DO THIS: Reproduce the rows below, swapping every occurrence of "pictured above" for "shown above" and leaving all other text unchanged.
***** PROVIDED ENTRIES *****
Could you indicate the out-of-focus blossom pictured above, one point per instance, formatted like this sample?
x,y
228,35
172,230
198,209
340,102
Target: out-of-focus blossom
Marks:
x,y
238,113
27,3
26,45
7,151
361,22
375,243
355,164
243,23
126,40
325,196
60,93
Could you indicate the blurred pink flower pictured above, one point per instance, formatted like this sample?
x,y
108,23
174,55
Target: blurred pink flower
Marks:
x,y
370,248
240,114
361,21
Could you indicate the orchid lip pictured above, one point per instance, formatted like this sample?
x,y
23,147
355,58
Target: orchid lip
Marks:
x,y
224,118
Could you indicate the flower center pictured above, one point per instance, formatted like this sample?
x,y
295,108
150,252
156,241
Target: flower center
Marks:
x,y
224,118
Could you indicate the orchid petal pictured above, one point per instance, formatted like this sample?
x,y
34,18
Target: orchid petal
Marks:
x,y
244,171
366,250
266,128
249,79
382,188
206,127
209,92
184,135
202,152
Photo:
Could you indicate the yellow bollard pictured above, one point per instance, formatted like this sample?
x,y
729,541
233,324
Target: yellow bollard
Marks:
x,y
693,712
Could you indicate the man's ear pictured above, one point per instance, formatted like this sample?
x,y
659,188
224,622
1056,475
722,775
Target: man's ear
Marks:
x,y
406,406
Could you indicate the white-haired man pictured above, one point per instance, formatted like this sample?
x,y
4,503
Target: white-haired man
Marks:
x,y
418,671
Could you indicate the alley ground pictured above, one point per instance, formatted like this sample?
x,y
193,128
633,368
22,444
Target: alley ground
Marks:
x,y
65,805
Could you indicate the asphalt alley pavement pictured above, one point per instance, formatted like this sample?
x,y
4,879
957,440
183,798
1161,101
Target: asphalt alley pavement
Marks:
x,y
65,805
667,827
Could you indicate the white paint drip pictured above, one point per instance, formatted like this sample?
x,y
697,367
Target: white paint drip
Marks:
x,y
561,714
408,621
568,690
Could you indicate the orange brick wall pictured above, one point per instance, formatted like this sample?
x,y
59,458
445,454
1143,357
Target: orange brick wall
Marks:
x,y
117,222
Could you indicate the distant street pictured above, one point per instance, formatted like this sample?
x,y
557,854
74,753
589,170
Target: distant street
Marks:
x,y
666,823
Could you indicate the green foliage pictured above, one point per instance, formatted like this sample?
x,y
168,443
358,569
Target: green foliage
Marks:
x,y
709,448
*****
FINISHED TASK:
Could you indicate the out-of-focus blossom shown above, one point per instance, formatted like this sample?
x,y
228,35
172,230
198,209
340,102
Target: out-of-focus blossom
Marks:
x,y
238,113
27,3
26,45
7,151
361,22
375,243
355,164
243,23
126,40
325,196
60,93
Could you indicate the blurred pink flower shown above, one point per instance, formatted like this sample?
x,y
108,23
174,55
Target: blurred pink flower
Marks:
x,y
370,248
240,114
361,21
Could you indicate the orchid lip shown above, one point per instance, formatted like this sample?
x,y
23,147
355,58
Target: orchid lip
Marks:
x,y
224,118
Could you indicate the flower center shown above, one point per instance, formatted like this sample?
x,y
295,108
150,252
156,241
Target: flower center
Marks:
x,y
224,118
Could you indicate the orchid petal shown above, one point per instance, formatted like this sample?
x,y
34,18
Target: orchid petal
Marks:
x,y
244,171
366,250
266,128
249,79
382,188
206,127
209,92
184,135
202,152
Photo:
Could you indicate the yellow bollard shown above, one point per instance, formatted like this sample?
x,y
729,541
233,324
Target: yellow bollard
Marks:
x,y
693,712
Could you indicate the man's ear shown above, one point per instance, formatted like this sample?
x,y
659,188
224,622
1056,475
722,775
Target: man's ear
Marks:
x,y
406,406
Could you indicate the white-haired man shown above, one point per instance, formatted like this sample?
x,y
4,503
Target: white-haired man
Marks:
x,y
418,671
Could you indicate the alley ground shown above, one point per instance, formatted like this sample?
x,y
193,128
633,368
22,444
Target: alley ground
Marks:
x,y
65,805
Could you indicate the asphalt alley pavement shown above, one point per instance, formatted like this sample?
x,y
4,879
957,440
183,798
1161,101
Target: asphalt alley pavement
Marks:
x,y
65,805
667,827
Could you indicate the white paint drip shown above, one point per instance, formatted like this sample?
x,y
697,367
Target: white paint drip
Marks:
x,y
561,714
408,621
568,690
Could you indicate the orange brick wall shown above, one point per instance, formatted like this sample?
x,y
59,458
445,454
1143,357
Target: orange brick wall
Marks:
x,y
117,222
Could you indicate the distant street shown above, one point per instance, formatted like this sample?
x,y
557,854
74,753
589,170
Target: distant street
Marks:
x,y
666,823
Could you indicate the green foliage shown above, one point per instance, formatted like this sample?
x,y
168,443
358,569
Target: green foliage
Marks:
x,y
709,448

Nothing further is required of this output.